■ **ЦЕЛЬ ЗАДАНИЯ**
Определите, согласуется ли каждое утверждение с текстом о ростовских купцах ниже. Ответьте «да» или «нет» и приведите точную цитату из текста, которая это решает.
1. Судебные споры о здании между местными властями и новыми собственниками уже закончились.
2. Коммерческий клуб находился в доме Мерошниченко.
3. Гавриил Мелконов-Езеков был конезаводчиком.

··· ТЕКСТ ДЛЯ ЧТЕНИЯ ···

Однако скандальный ореол овевает дом и по сей день. Уже несколько лет идут в судах тяжбы между местными властями и новыми собственниками здания (между нами, мало похожими на купечество иных веков), которые самое старое историческое здание в Ростове пытаются перепрофилировать, сообразно с собственными вкусами, чуть ли не под цветочный ларек. Конца же этой скандальной практике пока еще не видно.
Самый спорный
Вероятно, в купеческой истории России в целом и Ростова в частности найдется немало случаев самых оригинальных и умопомрачительных споров между негоциантами — достаточно почитать незабвенного «дядю Гиляя». Один из них вошел в легенду и города на Дону.
Как-то в конце века XIX расслаблялись в Коммерческом клубе, что в доме Мерошниченко (угол Таганрогского и Большой Садовой — ныне сквер у консерватории) после дневных трудов праведных два нахичеванских купчины — конезаводчик Карапет Чернов и шерстянщик Гавриил Мелконов-Езеков. «Клико», мозельское, цимлянское, картишки опять же. Оба звезд с неба не хватающие, оба не из основной стаи донских «акул капитализма» — так, купчишки средней руки (звание «потомственного почетного гражданина Нахичевани», раздаваемое весьма часто, не в счет), но, как водится, из-за этого и непомерных амбиций.

··· ИСХОДНЫЕ ДАННЫЕ ···

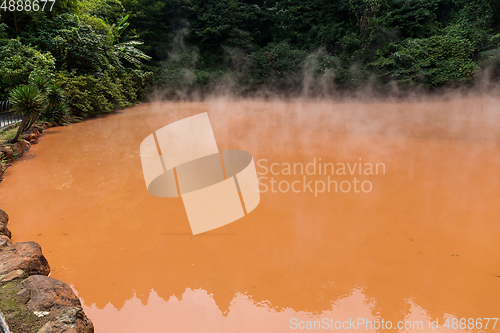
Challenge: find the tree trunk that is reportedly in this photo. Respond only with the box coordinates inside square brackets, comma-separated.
[10, 115, 29, 143]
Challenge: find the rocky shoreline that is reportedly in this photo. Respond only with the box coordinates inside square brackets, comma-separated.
[0, 209, 94, 333]
[0, 123, 94, 333]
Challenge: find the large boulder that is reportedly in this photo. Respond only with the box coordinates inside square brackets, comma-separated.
[0, 235, 12, 251]
[0, 223, 12, 238]
[15, 275, 94, 333]
[38, 307, 94, 333]
[19, 275, 82, 311]
[0, 146, 14, 160]
[0, 209, 9, 225]
[21, 133, 37, 142]
[0, 242, 50, 275]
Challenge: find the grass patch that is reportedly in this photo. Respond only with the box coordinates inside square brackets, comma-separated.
[0, 279, 55, 333]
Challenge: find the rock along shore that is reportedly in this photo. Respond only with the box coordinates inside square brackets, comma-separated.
[0, 209, 94, 333]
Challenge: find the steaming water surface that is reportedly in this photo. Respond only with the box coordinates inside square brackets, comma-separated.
[0, 97, 500, 333]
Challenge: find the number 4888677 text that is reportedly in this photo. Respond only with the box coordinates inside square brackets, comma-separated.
[0, 0, 56, 12]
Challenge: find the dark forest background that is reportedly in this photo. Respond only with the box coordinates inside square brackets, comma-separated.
[0, 0, 500, 115]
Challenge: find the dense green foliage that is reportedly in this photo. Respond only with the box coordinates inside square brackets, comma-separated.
[0, 0, 500, 105]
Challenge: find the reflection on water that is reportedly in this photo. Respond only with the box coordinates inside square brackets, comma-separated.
[80, 288, 466, 333]
[0, 98, 500, 333]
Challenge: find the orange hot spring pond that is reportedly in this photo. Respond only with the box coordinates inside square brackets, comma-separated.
[0, 96, 500, 333]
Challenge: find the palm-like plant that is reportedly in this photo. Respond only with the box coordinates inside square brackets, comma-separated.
[9, 84, 46, 142]
[111, 15, 151, 68]
[29, 75, 49, 94]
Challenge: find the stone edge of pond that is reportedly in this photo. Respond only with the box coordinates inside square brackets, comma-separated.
[0, 209, 94, 333]
[0, 122, 52, 182]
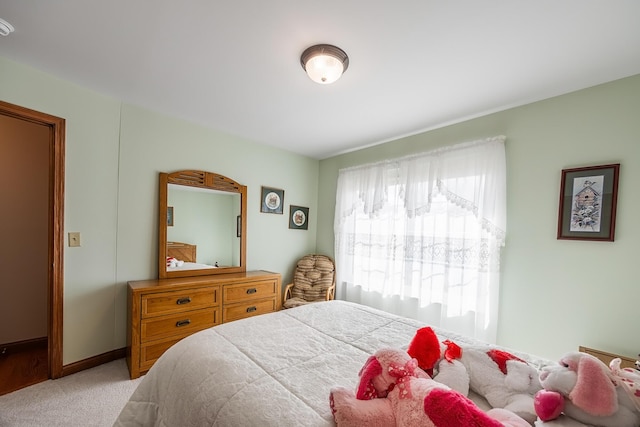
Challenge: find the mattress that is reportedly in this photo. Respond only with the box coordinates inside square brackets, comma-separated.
[115, 301, 580, 427]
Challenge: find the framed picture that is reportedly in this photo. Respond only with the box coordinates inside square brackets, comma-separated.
[558, 163, 620, 242]
[167, 206, 173, 227]
[260, 187, 284, 214]
[289, 205, 309, 230]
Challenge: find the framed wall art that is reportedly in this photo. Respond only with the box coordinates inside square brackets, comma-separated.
[558, 163, 620, 242]
[289, 205, 309, 230]
[260, 187, 284, 214]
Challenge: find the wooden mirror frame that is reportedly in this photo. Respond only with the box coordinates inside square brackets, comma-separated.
[158, 170, 247, 279]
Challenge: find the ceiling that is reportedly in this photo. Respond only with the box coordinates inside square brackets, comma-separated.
[0, 0, 640, 159]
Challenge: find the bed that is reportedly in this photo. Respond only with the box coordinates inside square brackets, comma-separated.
[115, 301, 581, 427]
[167, 242, 217, 271]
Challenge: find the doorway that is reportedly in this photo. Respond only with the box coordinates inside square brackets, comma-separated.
[0, 101, 65, 395]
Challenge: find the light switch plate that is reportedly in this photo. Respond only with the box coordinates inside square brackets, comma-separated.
[69, 232, 80, 248]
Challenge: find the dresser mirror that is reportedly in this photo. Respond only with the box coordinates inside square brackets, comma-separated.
[158, 170, 247, 279]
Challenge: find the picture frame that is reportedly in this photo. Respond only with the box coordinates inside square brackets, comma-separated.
[289, 205, 309, 230]
[557, 163, 620, 242]
[167, 206, 173, 227]
[260, 186, 284, 215]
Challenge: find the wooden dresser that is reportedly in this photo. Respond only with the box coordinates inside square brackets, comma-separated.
[127, 271, 282, 379]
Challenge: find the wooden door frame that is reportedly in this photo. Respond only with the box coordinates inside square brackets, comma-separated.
[0, 101, 65, 379]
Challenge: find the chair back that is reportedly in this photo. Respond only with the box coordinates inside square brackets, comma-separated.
[291, 255, 336, 302]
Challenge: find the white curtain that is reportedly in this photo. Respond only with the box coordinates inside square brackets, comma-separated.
[334, 136, 506, 342]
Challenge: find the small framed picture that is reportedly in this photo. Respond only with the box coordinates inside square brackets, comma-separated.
[558, 163, 620, 242]
[167, 206, 173, 227]
[260, 187, 284, 214]
[289, 205, 309, 230]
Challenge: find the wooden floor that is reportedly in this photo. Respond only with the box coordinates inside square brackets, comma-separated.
[0, 337, 49, 396]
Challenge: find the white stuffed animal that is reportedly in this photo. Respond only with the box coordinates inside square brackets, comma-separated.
[408, 327, 542, 425]
[535, 352, 640, 427]
[329, 348, 528, 427]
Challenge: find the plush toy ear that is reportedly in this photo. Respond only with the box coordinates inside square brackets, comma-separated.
[407, 326, 441, 376]
[356, 356, 382, 400]
[569, 356, 618, 417]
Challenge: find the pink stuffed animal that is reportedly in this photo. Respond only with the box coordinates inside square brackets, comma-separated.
[408, 326, 542, 424]
[535, 352, 640, 427]
[329, 349, 529, 427]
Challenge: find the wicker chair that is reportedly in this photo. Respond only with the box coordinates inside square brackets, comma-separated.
[282, 255, 336, 308]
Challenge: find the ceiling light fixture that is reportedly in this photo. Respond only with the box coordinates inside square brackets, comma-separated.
[300, 44, 349, 85]
[0, 18, 15, 36]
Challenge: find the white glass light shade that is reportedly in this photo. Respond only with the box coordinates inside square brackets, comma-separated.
[300, 45, 349, 84]
[305, 55, 344, 84]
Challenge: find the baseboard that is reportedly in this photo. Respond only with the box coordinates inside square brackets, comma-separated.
[62, 348, 127, 377]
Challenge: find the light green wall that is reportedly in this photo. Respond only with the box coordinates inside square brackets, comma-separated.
[0, 52, 640, 364]
[317, 75, 640, 359]
[0, 57, 318, 365]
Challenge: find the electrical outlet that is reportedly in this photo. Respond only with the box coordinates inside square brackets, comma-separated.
[69, 232, 80, 248]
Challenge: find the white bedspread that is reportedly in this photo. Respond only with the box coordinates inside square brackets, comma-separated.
[115, 301, 584, 427]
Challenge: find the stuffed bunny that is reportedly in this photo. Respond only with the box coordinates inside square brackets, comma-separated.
[535, 352, 640, 427]
[329, 349, 529, 427]
[407, 326, 542, 425]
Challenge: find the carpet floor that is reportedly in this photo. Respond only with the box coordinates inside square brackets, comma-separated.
[0, 359, 142, 427]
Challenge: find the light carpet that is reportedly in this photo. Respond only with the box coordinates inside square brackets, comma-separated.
[0, 359, 142, 427]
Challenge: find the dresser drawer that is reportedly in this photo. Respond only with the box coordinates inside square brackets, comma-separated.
[141, 286, 219, 319]
[222, 298, 276, 322]
[222, 280, 277, 304]
[140, 308, 220, 343]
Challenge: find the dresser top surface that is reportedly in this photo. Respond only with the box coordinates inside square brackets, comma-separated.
[128, 270, 280, 290]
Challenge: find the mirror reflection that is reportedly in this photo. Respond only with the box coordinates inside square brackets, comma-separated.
[167, 184, 241, 271]
[158, 170, 247, 279]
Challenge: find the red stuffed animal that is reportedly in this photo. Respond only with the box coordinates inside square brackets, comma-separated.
[329, 349, 529, 427]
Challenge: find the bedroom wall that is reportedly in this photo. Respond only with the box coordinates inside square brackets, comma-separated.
[0, 57, 318, 365]
[318, 75, 640, 360]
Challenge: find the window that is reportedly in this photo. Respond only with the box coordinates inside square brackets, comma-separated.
[335, 137, 506, 342]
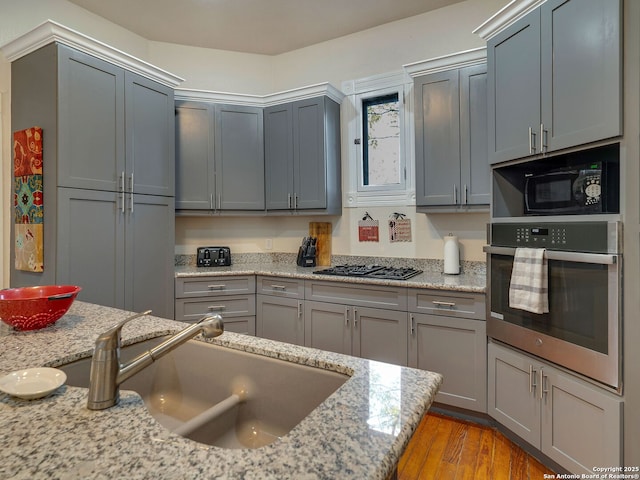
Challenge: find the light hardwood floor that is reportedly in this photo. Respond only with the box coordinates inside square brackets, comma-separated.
[398, 413, 553, 480]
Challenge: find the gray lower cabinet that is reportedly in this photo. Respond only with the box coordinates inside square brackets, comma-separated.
[488, 342, 623, 474]
[409, 289, 487, 413]
[256, 275, 305, 345]
[487, 0, 622, 163]
[56, 187, 175, 318]
[175, 275, 256, 335]
[264, 96, 342, 214]
[414, 65, 489, 207]
[304, 281, 408, 365]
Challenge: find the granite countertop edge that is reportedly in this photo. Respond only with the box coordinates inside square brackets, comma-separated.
[175, 263, 486, 293]
[0, 301, 442, 480]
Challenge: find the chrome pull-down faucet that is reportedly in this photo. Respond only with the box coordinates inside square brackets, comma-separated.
[87, 310, 224, 410]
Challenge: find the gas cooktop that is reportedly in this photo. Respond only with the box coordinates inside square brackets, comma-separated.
[313, 265, 422, 280]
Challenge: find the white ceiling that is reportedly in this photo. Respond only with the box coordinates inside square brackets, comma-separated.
[69, 0, 462, 55]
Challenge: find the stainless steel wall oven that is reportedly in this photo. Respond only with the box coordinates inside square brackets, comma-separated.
[485, 221, 622, 391]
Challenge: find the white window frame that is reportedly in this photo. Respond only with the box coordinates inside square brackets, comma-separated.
[342, 72, 416, 207]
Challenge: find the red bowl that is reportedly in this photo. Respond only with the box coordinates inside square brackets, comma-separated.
[0, 285, 82, 330]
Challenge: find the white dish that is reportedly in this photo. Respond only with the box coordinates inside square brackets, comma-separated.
[0, 367, 67, 400]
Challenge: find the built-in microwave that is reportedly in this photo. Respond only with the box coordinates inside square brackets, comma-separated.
[524, 162, 617, 215]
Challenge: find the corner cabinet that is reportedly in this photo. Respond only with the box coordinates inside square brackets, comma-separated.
[414, 64, 490, 210]
[488, 342, 623, 474]
[264, 96, 342, 214]
[487, 0, 622, 164]
[175, 101, 265, 213]
[11, 43, 175, 318]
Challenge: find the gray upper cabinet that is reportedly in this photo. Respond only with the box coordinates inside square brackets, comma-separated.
[487, 0, 622, 163]
[175, 101, 217, 210]
[214, 104, 265, 210]
[58, 45, 175, 196]
[11, 43, 175, 318]
[265, 96, 342, 213]
[414, 65, 489, 208]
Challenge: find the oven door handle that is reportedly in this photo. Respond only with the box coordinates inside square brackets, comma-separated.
[482, 246, 618, 265]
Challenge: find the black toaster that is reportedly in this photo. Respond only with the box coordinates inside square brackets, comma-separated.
[196, 247, 231, 267]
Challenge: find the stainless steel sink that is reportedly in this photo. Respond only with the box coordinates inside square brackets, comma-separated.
[59, 337, 349, 448]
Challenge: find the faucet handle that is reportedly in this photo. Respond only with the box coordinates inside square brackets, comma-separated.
[95, 310, 151, 352]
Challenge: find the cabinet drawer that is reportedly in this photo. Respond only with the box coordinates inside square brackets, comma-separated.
[176, 275, 256, 298]
[256, 276, 304, 298]
[409, 288, 486, 320]
[176, 295, 256, 321]
[305, 280, 407, 311]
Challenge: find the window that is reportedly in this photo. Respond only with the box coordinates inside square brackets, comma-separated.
[361, 92, 404, 188]
[343, 74, 415, 207]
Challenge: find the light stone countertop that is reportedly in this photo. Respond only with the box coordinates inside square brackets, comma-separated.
[0, 302, 442, 480]
[175, 262, 487, 293]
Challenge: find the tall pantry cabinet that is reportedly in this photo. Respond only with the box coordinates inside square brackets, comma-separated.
[11, 43, 175, 318]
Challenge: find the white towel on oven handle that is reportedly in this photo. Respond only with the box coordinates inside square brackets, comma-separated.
[509, 248, 549, 314]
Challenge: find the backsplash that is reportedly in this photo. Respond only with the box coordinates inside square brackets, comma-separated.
[175, 253, 486, 275]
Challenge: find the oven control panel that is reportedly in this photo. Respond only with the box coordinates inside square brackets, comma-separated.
[490, 222, 620, 253]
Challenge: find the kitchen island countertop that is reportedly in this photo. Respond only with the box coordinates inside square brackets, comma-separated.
[0, 302, 442, 480]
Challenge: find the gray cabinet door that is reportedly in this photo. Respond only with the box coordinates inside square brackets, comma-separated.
[414, 70, 460, 206]
[351, 307, 408, 366]
[409, 313, 487, 413]
[293, 97, 328, 209]
[57, 46, 125, 191]
[264, 103, 294, 210]
[540, 0, 622, 150]
[256, 295, 304, 345]
[487, 9, 540, 164]
[460, 64, 491, 205]
[56, 187, 125, 308]
[304, 301, 353, 355]
[214, 105, 265, 210]
[175, 101, 216, 210]
[542, 367, 623, 474]
[487, 343, 541, 449]
[125, 72, 175, 197]
[124, 194, 175, 318]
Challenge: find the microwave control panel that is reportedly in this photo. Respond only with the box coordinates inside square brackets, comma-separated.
[491, 222, 619, 253]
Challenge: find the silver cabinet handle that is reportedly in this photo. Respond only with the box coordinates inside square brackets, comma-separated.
[539, 367, 548, 400]
[529, 127, 536, 154]
[120, 171, 126, 213]
[529, 364, 536, 393]
[431, 300, 456, 308]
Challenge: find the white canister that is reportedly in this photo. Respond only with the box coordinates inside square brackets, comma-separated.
[444, 234, 460, 275]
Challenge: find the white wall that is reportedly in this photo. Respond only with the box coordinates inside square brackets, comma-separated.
[0, 0, 507, 286]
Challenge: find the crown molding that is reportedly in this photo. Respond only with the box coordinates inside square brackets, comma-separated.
[403, 47, 487, 78]
[0, 20, 184, 88]
[174, 82, 344, 107]
[473, 0, 546, 40]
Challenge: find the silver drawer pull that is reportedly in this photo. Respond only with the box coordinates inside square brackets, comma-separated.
[431, 300, 456, 308]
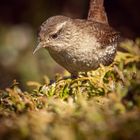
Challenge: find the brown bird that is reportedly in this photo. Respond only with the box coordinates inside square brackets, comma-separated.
[34, 0, 119, 76]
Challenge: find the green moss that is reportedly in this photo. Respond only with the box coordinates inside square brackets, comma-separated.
[0, 40, 140, 140]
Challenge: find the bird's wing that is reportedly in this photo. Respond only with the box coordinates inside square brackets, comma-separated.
[94, 23, 120, 48]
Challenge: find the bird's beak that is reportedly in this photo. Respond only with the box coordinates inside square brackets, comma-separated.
[33, 43, 42, 54]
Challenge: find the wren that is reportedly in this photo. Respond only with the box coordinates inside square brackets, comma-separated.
[34, 16, 120, 76]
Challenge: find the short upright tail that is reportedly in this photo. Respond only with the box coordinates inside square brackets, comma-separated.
[87, 0, 108, 24]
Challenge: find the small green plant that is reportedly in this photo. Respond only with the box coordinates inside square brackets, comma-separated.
[0, 39, 140, 140]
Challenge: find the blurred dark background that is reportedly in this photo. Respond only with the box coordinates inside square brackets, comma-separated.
[0, 0, 140, 89]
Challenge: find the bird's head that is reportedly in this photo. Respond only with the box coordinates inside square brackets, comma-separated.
[33, 16, 70, 54]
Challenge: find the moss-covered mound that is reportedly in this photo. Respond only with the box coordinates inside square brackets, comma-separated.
[0, 40, 140, 140]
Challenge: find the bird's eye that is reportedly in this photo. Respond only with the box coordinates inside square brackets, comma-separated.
[51, 33, 58, 39]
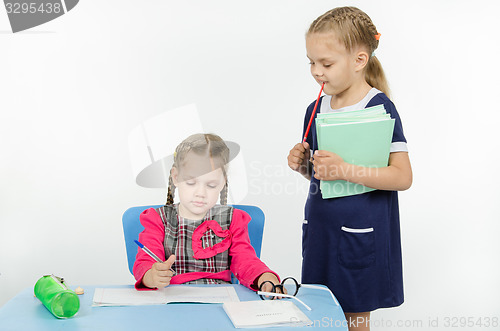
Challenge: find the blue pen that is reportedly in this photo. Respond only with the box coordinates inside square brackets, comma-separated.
[134, 240, 176, 276]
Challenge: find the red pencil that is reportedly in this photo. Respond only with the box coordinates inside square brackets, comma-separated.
[302, 82, 325, 142]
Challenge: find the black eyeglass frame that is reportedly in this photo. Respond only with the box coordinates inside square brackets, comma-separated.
[259, 277, 302, 300]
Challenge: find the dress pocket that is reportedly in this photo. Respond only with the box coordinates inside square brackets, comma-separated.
[338, 226, 375, 269]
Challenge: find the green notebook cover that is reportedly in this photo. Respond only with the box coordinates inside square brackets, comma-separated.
[316, 118, 395, 199]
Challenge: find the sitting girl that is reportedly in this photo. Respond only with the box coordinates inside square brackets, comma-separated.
[133, 134, 279, 291]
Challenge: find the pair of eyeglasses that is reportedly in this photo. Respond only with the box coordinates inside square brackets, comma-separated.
[257, 277, 339, 310]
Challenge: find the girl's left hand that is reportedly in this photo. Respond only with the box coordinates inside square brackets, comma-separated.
[311, 151, 347, 180]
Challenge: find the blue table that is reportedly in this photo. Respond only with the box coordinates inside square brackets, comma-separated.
[0, 285, 347, 331]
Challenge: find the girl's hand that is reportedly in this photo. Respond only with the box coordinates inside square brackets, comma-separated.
[142, 255, 175, 288]
[288, 142, 310, 177]
[312, 151, 347, 180]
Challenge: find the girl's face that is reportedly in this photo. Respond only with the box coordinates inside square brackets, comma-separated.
[172, 152, 226, 220]
[306, 32, 366, 102]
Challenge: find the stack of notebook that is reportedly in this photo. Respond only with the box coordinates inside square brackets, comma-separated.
[316, 105, 395, 199]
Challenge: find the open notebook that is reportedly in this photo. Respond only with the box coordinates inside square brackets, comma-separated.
[316, 105, 395, 199]
[92, 285, 240, 307]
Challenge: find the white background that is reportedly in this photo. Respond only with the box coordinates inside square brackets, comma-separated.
[0, 0, 500, 330]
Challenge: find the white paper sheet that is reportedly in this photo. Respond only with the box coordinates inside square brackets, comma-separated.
[223, 299, 312, 328]
[92, 285, 240, 307]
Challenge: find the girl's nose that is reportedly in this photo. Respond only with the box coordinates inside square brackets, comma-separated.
[194, 185, 207, 197]
[311, 66, 323, 77]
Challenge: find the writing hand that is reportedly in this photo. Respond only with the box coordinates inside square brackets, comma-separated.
[142, 255, 175, 288]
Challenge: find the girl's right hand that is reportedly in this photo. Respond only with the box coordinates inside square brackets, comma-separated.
[142, 255, 175, 288]
[288, 142, 311, 177]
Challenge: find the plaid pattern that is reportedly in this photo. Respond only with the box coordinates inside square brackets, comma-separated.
[156, 204, 233, 284]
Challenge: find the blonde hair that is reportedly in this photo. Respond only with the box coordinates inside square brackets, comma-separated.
[307, 7, 390, 97]
[166, 133, 229, 205]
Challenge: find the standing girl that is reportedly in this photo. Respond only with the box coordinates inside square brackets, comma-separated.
[288, 7, 412, 330]
[133, 134, 279, 291]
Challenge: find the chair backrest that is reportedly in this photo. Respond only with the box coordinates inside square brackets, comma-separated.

···

■ **ПИСЬМЕННЫЙ ОТВЕТ**
1. Нет: «Конца же этой скандальной практике пока еще не видно».
2. Да: «в Коммерческом клубе, что в доме Мерошниченко».
3. Нет: «конезаводчик Карапет Чернов и шерстянщик Гавриил Мелконов-Езеков».